Work required
Nothing but the lines from the one with "In this photo, point at the baseball" through the final line of the entries below should be written out, each exactly as given.

Extracted information
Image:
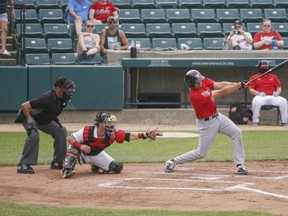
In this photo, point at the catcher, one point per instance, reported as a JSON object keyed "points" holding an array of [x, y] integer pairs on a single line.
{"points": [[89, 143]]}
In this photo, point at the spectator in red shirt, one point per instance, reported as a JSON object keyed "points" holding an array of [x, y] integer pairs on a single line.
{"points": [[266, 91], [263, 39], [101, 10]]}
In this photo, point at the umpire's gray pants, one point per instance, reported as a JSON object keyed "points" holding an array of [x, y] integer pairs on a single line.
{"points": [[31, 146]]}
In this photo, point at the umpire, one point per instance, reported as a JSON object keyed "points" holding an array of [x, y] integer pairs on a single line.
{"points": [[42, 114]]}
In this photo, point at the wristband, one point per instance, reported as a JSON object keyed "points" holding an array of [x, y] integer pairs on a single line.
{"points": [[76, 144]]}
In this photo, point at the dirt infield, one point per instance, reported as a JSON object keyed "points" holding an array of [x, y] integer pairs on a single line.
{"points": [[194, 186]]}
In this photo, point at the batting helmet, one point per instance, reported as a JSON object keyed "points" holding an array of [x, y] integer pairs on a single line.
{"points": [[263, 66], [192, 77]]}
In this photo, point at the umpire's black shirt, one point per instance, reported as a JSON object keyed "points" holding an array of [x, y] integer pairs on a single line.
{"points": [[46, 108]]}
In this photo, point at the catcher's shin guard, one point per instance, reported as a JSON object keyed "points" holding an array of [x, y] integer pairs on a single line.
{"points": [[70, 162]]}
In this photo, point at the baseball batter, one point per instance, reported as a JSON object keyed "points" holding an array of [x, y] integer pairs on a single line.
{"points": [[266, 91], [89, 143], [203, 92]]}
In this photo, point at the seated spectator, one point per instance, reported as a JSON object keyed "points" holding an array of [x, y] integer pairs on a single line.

Response to this task
In this photo, point at the baseball batter, one point per instance, reported as a JSON object keyed "points" holding an array of [x, y] integer pairs on a single line.
{"points": [[266, 91], [89, 143], [203, 92]]}
In this photo, point at the seated spectator, one point per instance, reported as a JSON object keyed "points" holding an array of [x, y] integer pairs on a single line.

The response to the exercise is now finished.